→ **SHORT TASK 1**:
Decide whether each statement, (a) through (c), agrees with the Modelstar quickstart below, answering yes or no and quoting the text's deciding words. (a) Modelstar is distributed through Pypi. (b) The Snowflake Python Connector works with Python 3.10. (c) The credentials entered in the configuration file are shared with Modelstar.
→ **SHORT TASK 2**:
Reproduce verbatim the part of the Modelstar quickstart below, everything from "can be used" down to "your favorite editor.".
→ **SHORT TASK 3**:
Answer these questions using the Modelstar quickstart below.
(a) What project name does the example command in Step #2 use?
(b) Which Python version was found more stable during tests on M1 MacOS?
(c) What warehouse value does the example Snowflake configuration set?

→ **SOURCE DOCUMENT**:
Quickstart: Install Modelstar and Connect to Snowflake
In just a few minutes you can train and deploy a ML model inside your data warehouses/lakehouse.
Step #1: Install Modelstar CLI tool
To get started, let's install the Modelstar command line tool. Modelstar is written in Python and distributed through Pypi, so we can simply use pip
:
$ pip install modelstar
Modelstar has dependency on Snowflake Python Connector
, which is only compatible with Python 3.6-3.9. During our tests on M1 MacOS, we found Python 3.9 is more stable.
Step #2: Initialize a Modelstar ML Project
This step creates a local project folder, named my_project, at the location you are running this command. The folder includes modelstar.config.yaml
file, some sample data and some internal files.
$ modelstar init my_project
modelstar init <project_name>
is the base command, where <project_name> can be replaced with the name of your choice.
modelstar init .
can be used to initialize the project inside the current folder location. Running this command will create all the necessary files within the current folder location and name the project using the folder's name.
For DBT users: You can also initialize a Modelstar project inside a DBT project using modelstar init .
. A more detailed tutorial on how to use DBT to orchestrate Modelstar ML will be posted.
Step #3: Handshake with Snowflake
Config modelstar.config.yaml
This step requires manual editing of a yaml file. Find the file and open it with your favorite editor.
The modelstar.config.yaml
file is used to set and configure the parameter of modelstar. This file will also be used to enter your credentials to communicate with your data platform.
The following is an example to use a Snowflake account:
# MODELSTAR CONFIGURATION FILE
---
sessions:
- name: snowflake-test
connector: snowflake
config:
account: WQA6****
username: [username]
password: [password]
database: MODELSTAR_TEST
schema: PUBLIC
stage: test
warehouse: COMPUTE_WH
These credentials are never shared with Modelstar and only live on your local machine.

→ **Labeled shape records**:
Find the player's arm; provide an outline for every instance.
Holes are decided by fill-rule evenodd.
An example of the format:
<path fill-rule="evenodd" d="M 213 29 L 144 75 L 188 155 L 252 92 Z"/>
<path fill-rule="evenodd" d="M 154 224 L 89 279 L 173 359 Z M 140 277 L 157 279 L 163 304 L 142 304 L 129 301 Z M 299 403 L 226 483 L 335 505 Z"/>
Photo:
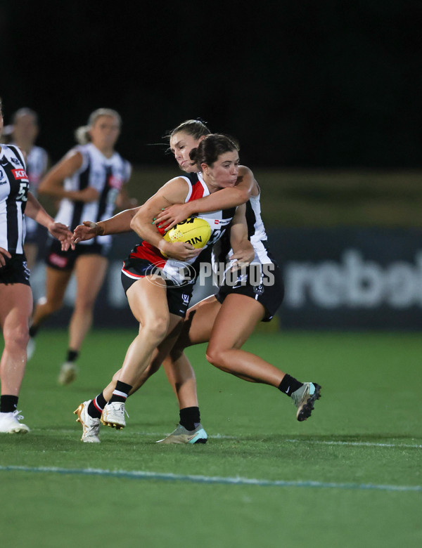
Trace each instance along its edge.
<path fill-rule="evenodd" d="M 249 264 L 255 257 L 255 249 L 248 237 L 248 224 L 246 223 L 246 206 L 239 206 L 230 227 L 230 244 L 233 255 L 229 259 L 239 264 Z"/>
<path fill-rule="evenodd" d="M 223 188 L 217 193 L 213 193 L 203 198 L 167 207 L 158 214 L 155 223 L 158 225 L 162 223 L 168 224 L 167 230 L 170 230 L 175 224 L 180 223 L 181 221 L 184 221 L 194 213 L 216 211 L 219 209 L 228 209 L 230 207 L 241 205 L 248 202 L 257 184 L 250 169 L 246 166 L 240 166 L 238 181 L 235 187 Z"/>
<path fill-rule="evenodd" d="M 123 186 L 116 198 L 116 207 L 119 209 L 132 209 L 138 206 L 136 198 L 131 198 L 125 187 Z"/>
<path fill-rule="evenodd" d="M 151 223 L 162 209 L 184 202 L 188 194 L 186 181 L 180 177 L 169 181 L 156 194 L 139 207 L 131 221 L 131 228 L 143 240 L 151 244 L 167 256 L 186 261 L 196 256 L 200 250 L 184 242 L 166 242 Z"/>
<path fill-rule="evenodd" d="M 25 214 L 45 226 L 52 236 L 61 242 L 64 251 L 68 249 L 70 245 L 74 247 L 71 242 L 72 233 L 69 228 L 61 223 L 56 223 L 30 192 L 28 193 Z"/>
<path fill-rule="evenodd" d="M 131 221 L 138 212 L 139 207 L 133 207 L 132 209 L 125 209 L 104 221 L 98 221 L 94 223 L 91 221 L 84 221 L 83 224 L 79 225 L 73 231 L 72 240 L 77 244 L 91 240 L 96 236 L 105 236 L 108 234 L 122 234 L 126 232 L 132 232 Z"/>
<path fill-rule="evenodd" d="M 91 186 L 82 190 L 65 190 L 63 181 L 71 177 L 82 167 L 82 155 L 72 150 L 58 164 L 53 166 L 39 183 L 38 193 L 61 200 L 68 198 L 77 202 L 95 202 L 99 197 L 98 191 Z"/>

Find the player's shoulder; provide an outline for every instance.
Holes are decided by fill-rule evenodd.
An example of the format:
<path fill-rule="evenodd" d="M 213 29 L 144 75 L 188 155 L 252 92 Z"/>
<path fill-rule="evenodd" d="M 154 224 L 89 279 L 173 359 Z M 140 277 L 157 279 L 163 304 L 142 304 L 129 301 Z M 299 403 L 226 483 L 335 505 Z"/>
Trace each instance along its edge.
<path fill-rule="evenodd" d="M 250 175 L 253 177 L 252 171 L 250 168 L 248 167 L 248 166 L 239 166 L 239 175 Z"/>

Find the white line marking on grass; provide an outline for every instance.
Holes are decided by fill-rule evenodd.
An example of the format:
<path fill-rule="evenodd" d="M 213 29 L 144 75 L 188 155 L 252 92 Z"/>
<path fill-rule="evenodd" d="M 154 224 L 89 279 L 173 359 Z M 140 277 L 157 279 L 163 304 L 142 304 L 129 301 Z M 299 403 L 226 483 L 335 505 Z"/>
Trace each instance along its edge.
<path fill-rule="evenodd" d="M 32 428 L 32 431 L 35 432 L 53 432 L 56 433 L 75 433 L 77 431 L 79 433 L 79 429 L 77 430 L 70 429 L 52 429 L 52 428 Z M 159 437 L 162 436 L 167 436 L 167 434 L 162 432 L 143 432 L 137 431 L 134 433 L 139 436 L 152 436 L 154 437 Z M 168 432 L 167 433 L 170 433 Z M 209 436 L 209 439 L 211 440 L 242 440 L 242 437 L 239 436 L 226 436 L 225 434 L 214 434 L 214 436 Z M 288 439 L 284 441 L 289 443 L 315 443 L 325 445 L 355 445 L 357 447 L 393 447 L 397 448 L 403 449 L 422 449 L 422 445 L 411 445 L 409 443 L 377 443 L 376 442 L 370 441 L 330 441 L 328 440 L 309 440 L 309 439 Z"/>
<path fill-rule="evenodd" d="M 422 492 L 422 485 L 388 485 L 376 483 L 335 483 L 323 481 L 285 481 L 260 480 L 249 478 L 222 478 L 210 476 L 184 476 L 177 474 L 148 472 L 142 470 L 103 470 L 95 468 L 68 469 L 55 467 L 1 467 L 0 471 L 35 472 L 83 476 L 102 476 L 129 479 L 151 479 L 167 481 L 188 481 L 193 483 L 219 483 L 223 485 L 259 485 L 263 487 L 308 487 L 329 489 L 376 490 L 381 491 Z"/>
<path fill-rule="evenodd" d="M 408 443 L 376 443 L 371 441 L 328 441 L 324 440 L 285 440 L 290 443 L 316 443 L 324 445 L 357 445 L 358 447 L 395 447 L 405 449 L 422 449 L 422 445 Z"/>

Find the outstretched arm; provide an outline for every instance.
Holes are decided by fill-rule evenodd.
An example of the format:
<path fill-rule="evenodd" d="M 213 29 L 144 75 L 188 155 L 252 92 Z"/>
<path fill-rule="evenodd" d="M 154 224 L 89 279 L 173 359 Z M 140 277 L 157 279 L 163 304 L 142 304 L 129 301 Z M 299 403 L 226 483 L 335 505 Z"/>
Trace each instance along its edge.
<path fill-rule="evenodd" d="M 248 202 L 257 185 L 250 169 L 245 166 L 241 166 L 235 187 L 223 188 L 203 198 L 167 207 L 158 214 L 155 224 L 168 225 L 167 230 L 169 230 L 175 224 L 184 221 L 195 213 L 216 211 L 219 209 L 228 209 L 230 207 L 241 205 Z"/>
<path fill-rule="evenodd" d="M 72 240 L 77 244 L 91 240 L 96 236 L 105 236 L 106 234 L 122 234 L 125 232 L 131 232 L 130 223 L 134 216 L 137 213 L 139 207 L 132 209 L 125 209 L 117 213 L 110 218 L 94 223 L 91 221 L 84 221 L 84 223 L 76 227 L 73 232 Z"/>
<path fill-rule="evenodd" d="M 162 208 L 183 204 L 188 193 L 184 179 L 176 177 L 162 186 L 156 194 L 141 206 L 131 222 L 131 228 L 143 240 L 158 247 L 162 253 L 179 261 L 196 256 L 200 250 L 182 242 L 166 242 L 151 221 Z"/>
<path fill-rule="evenodd" d="M 40 225 L 45 226 L 52 236 L 61 242 L 63 251 L 68 249 L 70 246 L 74 247 L 71 242 L 72 233 L 69 228 L 61 223 L 56 223 L 30 192 L 28 193 L 25 214 Z"/>
<path fill-rule="evenodd" d="M 230 227 L 230 244 L 233 249 L 233 255 L 229 257 L 229 259 L 236 261 L 236 266 L 249 264 L 255 257 L 255 249 L 248 238 L 245 212 L 245 205 L 243 204 L 239 206 Z"/>

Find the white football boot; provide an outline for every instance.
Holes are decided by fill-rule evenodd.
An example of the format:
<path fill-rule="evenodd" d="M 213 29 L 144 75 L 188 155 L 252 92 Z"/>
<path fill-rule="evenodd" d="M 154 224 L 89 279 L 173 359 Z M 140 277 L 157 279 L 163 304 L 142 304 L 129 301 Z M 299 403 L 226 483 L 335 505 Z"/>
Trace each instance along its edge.
<path fill-rule="evenodd" d="M 106 403 L 103 410 L 101 422 L 107 426 L 121 430 L 126 426 L 124 413 L 127 415 L 124 402 L 113 401 L 112 403 Z M 128 415 L 127 416 L 129 417 Z"/>
<path fill-rule="evenodd" d="M 75 409 L 73 415 L 77 415 L 77 422 L 80 422 L 82 426 L 82 437 L 81 440 L 85 443 L 100 443 L 100 419 L 94 419 L 88 415 L 88 405 L 92 400 L 89 400 L 81 403 Z"/>

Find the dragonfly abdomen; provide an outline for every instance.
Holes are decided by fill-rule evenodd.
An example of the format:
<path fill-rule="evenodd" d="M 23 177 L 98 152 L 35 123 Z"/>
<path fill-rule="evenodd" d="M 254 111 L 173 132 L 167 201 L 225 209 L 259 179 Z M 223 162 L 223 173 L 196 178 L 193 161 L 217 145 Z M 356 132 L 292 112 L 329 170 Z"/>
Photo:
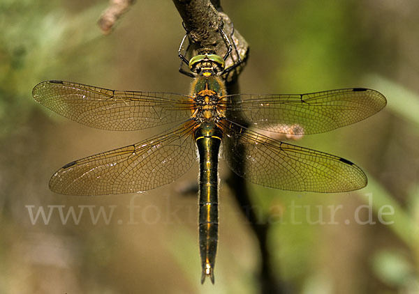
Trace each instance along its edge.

→ **TASK ANSWER 1**:
(a) Yes: "Modelstar is written in Python and distributed through Pypi"
(b) No: "which is only compatible with Python 3.6-3.9."
(c) No: "These credentials are never shared with Modelstar and only live on your local machine."

→ **TASK ANSWER 2**:
can be used to initialize the project inside the current folder location. Running this command will create all the necessary files within the current folder location and name the project using the folder's name.
For DBT users: You can also initialize a Modelstar project inside a DBT project using modelstar init .
. A more detailed tutorial on how to use DBT to orchestrate Modelstar ML will be posted.
Step #3: Handshake with Snowflake
Config modelstar.config.yaml
This step requires manual editing of a yaml file. Find the file and open it with your favorite editor.

→ **TASK ANSWER 3**:
(a) my_project
(b) Python 3.9
(c) COMPUTE_WH